== Цитируемый фрагмент ==

Завершается приказ предсказанием пророка Даниила о «Михаиле, Князе Великом» и сроках его пришествия: «Со времени прекращения ежедневной жертвы и поставления мерзости запустения пройдет 1290 дней. Блажен, кто ожидает и достигнет 1330 дней»[172].
Далее между этими словами и подписью Унгерна содержится лишь заключительный краткий призыв к «стойкости и подвигу».
Те, кто допрашивал его в плену, поинтересовались, естественно, почему он не оборвал цитату раньше, для чего счел нужным привести эти две цифры. Унгерн ответил, что 1290 дней должны пройти «с момента издания декрета о закрытии церквей до начала борьбы, а 1330 — до освобождения от большевиков».
Имеется в виду изданный 20 января (2 февраля) 1918 года Декрет об отделении церкви от государства. Однако если считать с этого дня, то «до начала борьбы», то есть до выступления Азиатской дивизии из Урги, прошло не 1290 дней, а приблизительно на три месяца меньше. Зато эти недостающие месяцы как раз появляются, если вести счет с Октябрьского переворота. В таком случае все совпадает практически день в день.

===
== Извлечённые данные ==

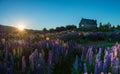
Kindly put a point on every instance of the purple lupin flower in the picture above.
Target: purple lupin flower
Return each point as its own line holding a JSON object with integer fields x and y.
{"x": 85, "y": 68}
{"x": 31, "y": 59}
{"x": 23, "y": 64}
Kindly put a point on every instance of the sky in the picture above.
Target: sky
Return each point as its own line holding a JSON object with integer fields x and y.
{"x": 39, "y": 14}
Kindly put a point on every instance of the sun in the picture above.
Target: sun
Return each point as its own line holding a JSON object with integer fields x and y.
{"x": 21, "y": 27}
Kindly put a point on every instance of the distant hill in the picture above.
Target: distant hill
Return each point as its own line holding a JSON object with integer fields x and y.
{"x": 8, "y": 29}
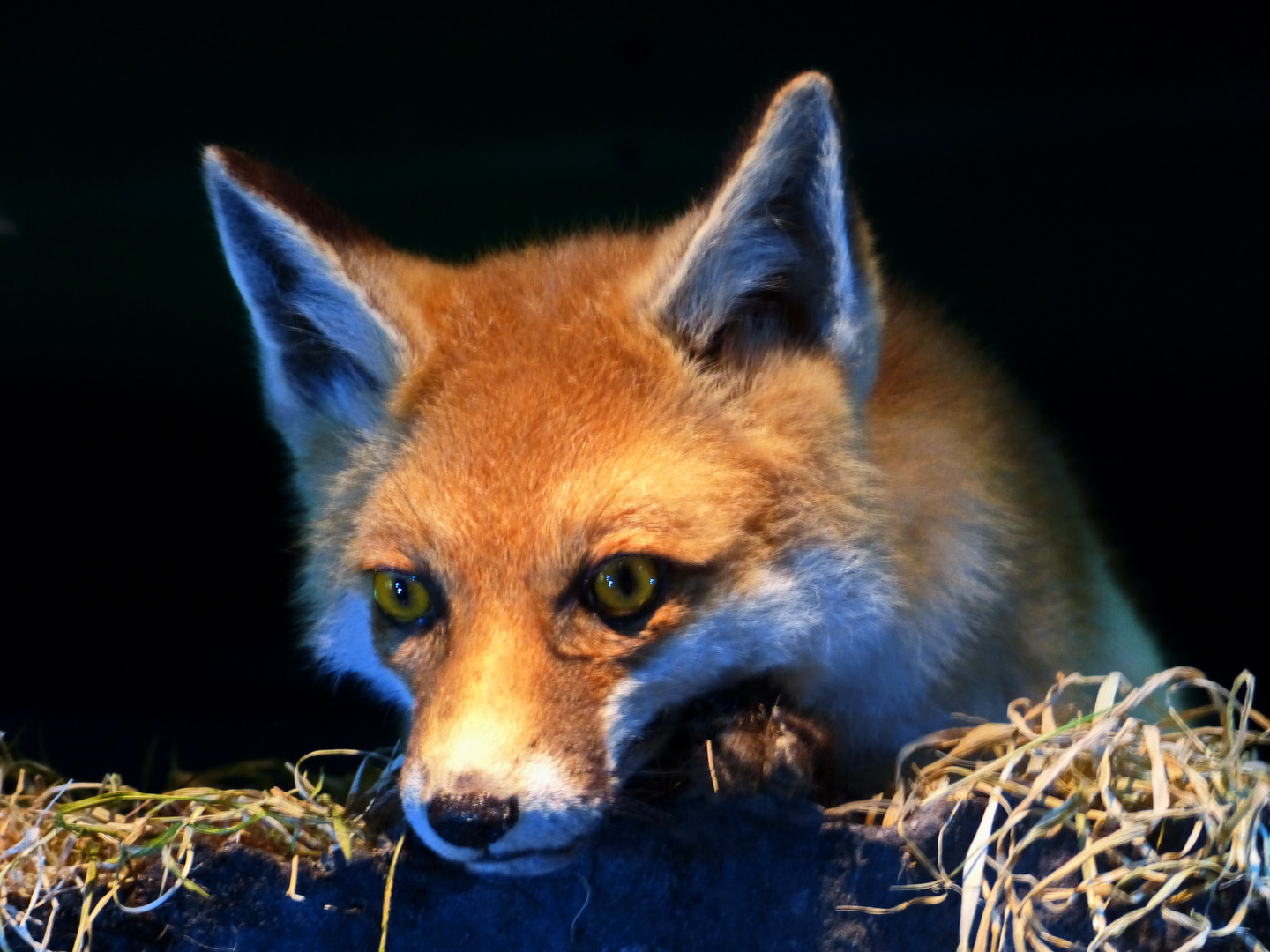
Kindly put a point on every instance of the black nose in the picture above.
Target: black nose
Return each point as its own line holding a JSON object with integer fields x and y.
{"x": 471, "y": 820}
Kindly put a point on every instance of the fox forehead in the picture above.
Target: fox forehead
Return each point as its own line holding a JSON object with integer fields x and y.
{"x": 549, "y": 421}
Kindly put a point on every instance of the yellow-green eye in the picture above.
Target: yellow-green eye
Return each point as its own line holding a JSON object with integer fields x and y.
{"x": 401, "y": 597}
{"x": 625, "y": 584}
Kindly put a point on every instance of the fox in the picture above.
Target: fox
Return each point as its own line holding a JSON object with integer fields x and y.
{"x": 557, "y": 494}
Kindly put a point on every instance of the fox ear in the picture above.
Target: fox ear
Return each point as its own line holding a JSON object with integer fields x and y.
{"x": 328, "y": 357}
{"x": 778, "y": 257}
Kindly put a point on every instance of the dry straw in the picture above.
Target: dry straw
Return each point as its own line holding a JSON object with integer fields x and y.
{"x": 1165, "y": 807}
{"x": 55, "y": 847}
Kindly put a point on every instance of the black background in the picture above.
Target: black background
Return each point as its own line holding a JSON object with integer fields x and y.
{"x": 1084, "y": 190}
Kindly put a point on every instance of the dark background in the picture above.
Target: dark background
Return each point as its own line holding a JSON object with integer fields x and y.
{"x": 1084, "y": 190}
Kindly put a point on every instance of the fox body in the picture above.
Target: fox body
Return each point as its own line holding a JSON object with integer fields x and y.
{"x": 560, "y": 492}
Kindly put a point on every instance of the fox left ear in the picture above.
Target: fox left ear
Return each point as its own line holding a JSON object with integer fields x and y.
{"x": 778, "y": 257}
{"x": 329, "y": 355}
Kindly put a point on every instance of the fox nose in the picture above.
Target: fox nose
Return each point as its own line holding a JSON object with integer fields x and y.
{"x": 471, "y": 820}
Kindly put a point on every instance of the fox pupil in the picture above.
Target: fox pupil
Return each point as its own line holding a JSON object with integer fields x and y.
{"x": 626, "y": 580}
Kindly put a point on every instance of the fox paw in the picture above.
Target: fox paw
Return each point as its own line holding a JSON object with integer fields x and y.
{"x": 770, "y": 750}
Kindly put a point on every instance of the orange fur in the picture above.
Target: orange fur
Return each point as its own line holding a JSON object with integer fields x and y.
{"x": 544, "y": 417}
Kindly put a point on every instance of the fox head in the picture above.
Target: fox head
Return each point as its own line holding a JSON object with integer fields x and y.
{"x": 557, "y": 493}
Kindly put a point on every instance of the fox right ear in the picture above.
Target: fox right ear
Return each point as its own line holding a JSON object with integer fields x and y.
{"x": 328, "y": 355}
{"x": 780, "y": 254}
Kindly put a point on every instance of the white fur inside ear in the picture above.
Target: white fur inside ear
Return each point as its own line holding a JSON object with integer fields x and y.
{"x": 780, "y": 225}
{"x": 326, "y": 357}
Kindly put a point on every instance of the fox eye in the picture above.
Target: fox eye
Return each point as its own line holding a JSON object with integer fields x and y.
{"x": 401, "y": 597}
{"x": 624, "y": 585}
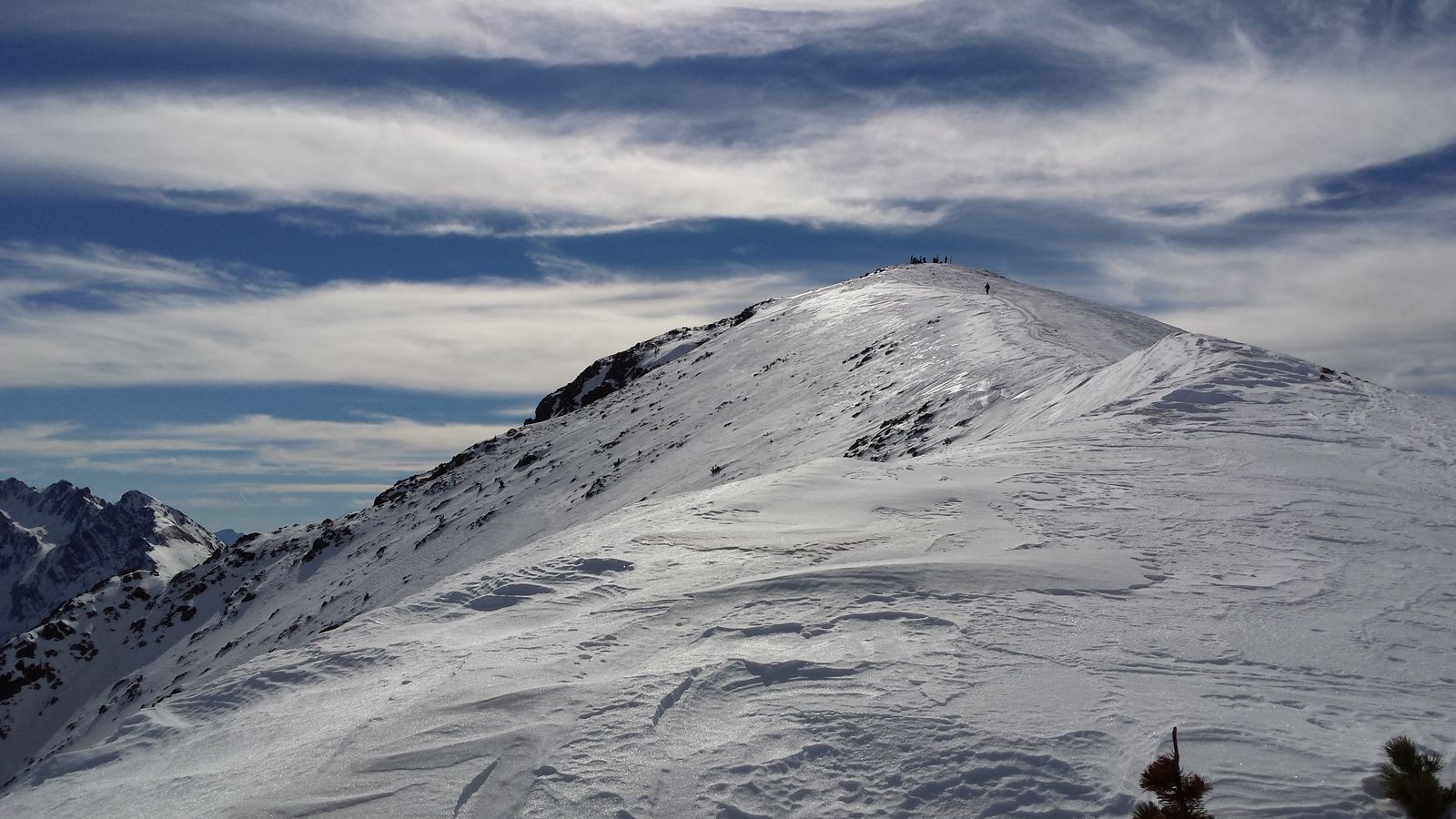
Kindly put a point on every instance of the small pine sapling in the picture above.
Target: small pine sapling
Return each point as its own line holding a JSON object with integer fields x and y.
{"x": 1179, "y": 796}
{"x": 1410, "y": 780}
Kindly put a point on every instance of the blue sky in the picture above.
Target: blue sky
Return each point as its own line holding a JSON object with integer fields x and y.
{"x": 262, "y": 258}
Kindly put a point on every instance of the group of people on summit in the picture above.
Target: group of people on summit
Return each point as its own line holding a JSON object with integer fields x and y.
{"x": 946, "y": 259}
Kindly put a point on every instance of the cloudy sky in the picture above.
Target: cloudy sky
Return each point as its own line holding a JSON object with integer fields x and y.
{"x": 261, "y": 258}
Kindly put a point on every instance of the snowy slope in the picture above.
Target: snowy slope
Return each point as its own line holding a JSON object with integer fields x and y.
{"x": 1060, "y": 531}
{"x": 60, "y": 541}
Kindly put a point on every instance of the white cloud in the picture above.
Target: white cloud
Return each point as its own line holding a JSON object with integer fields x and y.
{"x": 484, "y": 336}
{"x": 542, "y": 31}
{"x": 251, "y": 445}
{"x": 111, "y": 274}
{"x": 1373, "y": 300}
{"x": 1200, "y": 143}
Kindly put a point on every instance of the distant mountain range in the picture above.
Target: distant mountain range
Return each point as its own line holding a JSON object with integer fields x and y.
{"x": 62, "y": 541}
{"x": 925, "y": 542}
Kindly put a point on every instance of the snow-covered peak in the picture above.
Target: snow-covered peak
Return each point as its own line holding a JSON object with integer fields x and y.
{"x": 922, "y": 542}
{"x": 60, "y": 541}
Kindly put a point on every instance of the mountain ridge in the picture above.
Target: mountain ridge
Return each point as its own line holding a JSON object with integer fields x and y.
{"x": 60, "y": 541}
{"x": 852, "y": 481}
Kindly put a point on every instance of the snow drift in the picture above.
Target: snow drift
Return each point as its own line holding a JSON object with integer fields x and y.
{"x": 895, "y": 547}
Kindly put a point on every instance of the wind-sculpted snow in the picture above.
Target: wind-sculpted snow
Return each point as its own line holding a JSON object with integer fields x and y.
{"x": 1060, "y": 531}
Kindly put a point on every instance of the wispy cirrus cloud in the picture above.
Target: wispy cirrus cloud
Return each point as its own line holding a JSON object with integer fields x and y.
{"x": 101, "y": 273}
{"x": 539, "y": 31}
{"x": 1375, "y": 300}
{"x": 1200, "y": 145}
{"x": 484, "y": 336}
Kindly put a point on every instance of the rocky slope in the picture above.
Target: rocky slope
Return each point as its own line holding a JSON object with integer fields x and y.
{"x": 60, "y": 541}
{"x": 893, "y": 547}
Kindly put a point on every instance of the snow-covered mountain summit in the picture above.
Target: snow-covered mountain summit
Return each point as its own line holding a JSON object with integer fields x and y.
{"x": 900, "y": 545}
{"x": 60, "y": 541}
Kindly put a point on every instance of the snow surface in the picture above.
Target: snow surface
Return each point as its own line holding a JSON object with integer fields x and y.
{"x": 60, "y": 541}
{"x": 1060, "y": 531}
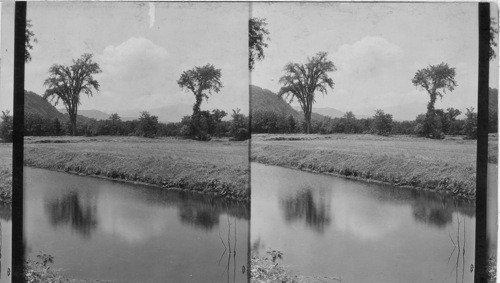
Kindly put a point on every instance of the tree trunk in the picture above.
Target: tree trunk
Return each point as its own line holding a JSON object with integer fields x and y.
{"x": 430, "y": 117}
{"x": 196, "y": 116}
{"x": 72, "y": 119}
{"x": 308, "y": 121}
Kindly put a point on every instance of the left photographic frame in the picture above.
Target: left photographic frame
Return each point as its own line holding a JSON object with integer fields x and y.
{"x": 135, "y": 158}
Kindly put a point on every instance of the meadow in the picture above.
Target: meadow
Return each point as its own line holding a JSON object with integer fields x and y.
{"x": 218, "y": 167}
{"x": 5, "y": 172}
{"x": 447, "y": 165}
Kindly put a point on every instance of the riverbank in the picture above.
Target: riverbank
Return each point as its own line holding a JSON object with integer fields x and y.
{"x": 5, "y": 172}
{"x": 218, "y": 167}
{"x": 447, "y": 165}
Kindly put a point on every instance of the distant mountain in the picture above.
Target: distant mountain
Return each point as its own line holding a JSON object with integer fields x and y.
{"x": 325, "y": 111}
{"x": 94, "y": 114}
{"x": 35, "y": 104}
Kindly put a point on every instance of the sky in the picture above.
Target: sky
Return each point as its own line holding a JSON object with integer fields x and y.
{"x": 376, "y": 48}
{"x": 142, "y": 49}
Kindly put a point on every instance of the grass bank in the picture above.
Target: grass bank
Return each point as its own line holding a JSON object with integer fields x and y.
{"x": 447, "y": 165}
{"x": 6, "y": 172}
{"x": 217, "y": 167}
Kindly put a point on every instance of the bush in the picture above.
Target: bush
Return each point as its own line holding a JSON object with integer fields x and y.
{"x": 470, "y": 127}
{"x": 148, "y": 125}
{"x": 382, "y": 123}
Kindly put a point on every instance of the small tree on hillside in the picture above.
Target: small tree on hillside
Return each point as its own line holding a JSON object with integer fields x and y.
{"x": 382, "y": 123}
{"x": 239, "y": 126}
{"x": 148, "y": 125}
{"x": 29, "y": 39}
{"x": 217, "y": 116}
{"x": 257, "y": 34}
{"x": 6, "y": 126}
{"x": 436, "y": 80}
{"x": 301, "y": 81}
{"x": 201, "y": 81}
{"x": 493, "y": 43}
{"x": 66, "y": 83}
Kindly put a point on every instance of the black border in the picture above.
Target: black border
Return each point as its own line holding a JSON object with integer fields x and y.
{"x": 481, "y": 244}
{"x": 18, "y": 144}
{"x": 481, "y": 247}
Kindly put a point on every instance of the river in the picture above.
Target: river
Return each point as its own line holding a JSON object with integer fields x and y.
{"x": 106, "y": 230}
{"x": 331, "y": 229}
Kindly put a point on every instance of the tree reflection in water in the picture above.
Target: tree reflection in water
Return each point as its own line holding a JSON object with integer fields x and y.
{"x": 201, "y": 217}
{"x": 70, "y": 210}
{"x": 302, "y": 206}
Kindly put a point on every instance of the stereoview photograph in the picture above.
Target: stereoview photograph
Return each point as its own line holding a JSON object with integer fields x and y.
{"x": 363, "y": 149}
{"x": 136, "y": 141}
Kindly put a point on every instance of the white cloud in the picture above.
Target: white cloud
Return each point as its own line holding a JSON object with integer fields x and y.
{"x": 368, "y": 56}
{"x": 151, "y": 14}
{"x": 132, "y": 73}
{"x": 134, "y": 59}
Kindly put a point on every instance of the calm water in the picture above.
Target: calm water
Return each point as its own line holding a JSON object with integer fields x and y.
{"x": 6, "y": 242}
{"x": 98, "y": 229}
{"x": 359, "y": 232}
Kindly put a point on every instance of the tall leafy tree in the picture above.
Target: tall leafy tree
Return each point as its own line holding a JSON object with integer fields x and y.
{"x": 258, "y": 34}
{"x": 202, "y": 82}
{"x": 436, "y": 80}
{"x": 301, "y": 81}
{"x": 29, "y": 39}
{"x": 67, "y": 83}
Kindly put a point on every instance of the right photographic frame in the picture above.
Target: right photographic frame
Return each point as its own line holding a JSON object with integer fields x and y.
{"x": 366, "y": 148}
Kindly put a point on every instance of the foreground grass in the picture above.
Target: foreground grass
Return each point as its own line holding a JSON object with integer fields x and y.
{"x": 438, "y": 165}
{"x": 6, "y": 172}
{"x": 217, "y": 167}
{"x": 39, "y": 270}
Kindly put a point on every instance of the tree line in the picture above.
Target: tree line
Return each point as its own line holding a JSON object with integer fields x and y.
{"x": 302, "y": 81}
{"x": 380, "y": 123}
{"x": 147, "y": 125}
{"x": 66, "y": 84}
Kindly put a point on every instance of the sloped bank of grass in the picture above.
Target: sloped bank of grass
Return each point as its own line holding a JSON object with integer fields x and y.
{"x": 6, "y": 172}
{"x": 215, "y": 167}
{"x": 438, "y": 165}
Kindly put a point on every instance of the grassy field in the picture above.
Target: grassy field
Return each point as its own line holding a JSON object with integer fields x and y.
{"x": 217, "y": 167}
{"x": 5, "y": 172}
{"x": 439, "y": 165}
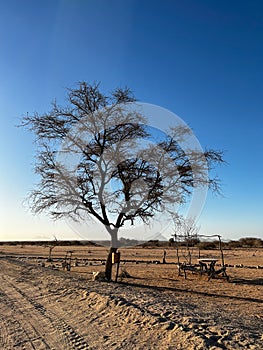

===

- [Текст задания] Что, согласно ответу Унгерна в цитируемом фрагменте, должно было наступить по истечении 1330 дней?

- [Ответ на задание] Освобождение от большевиков.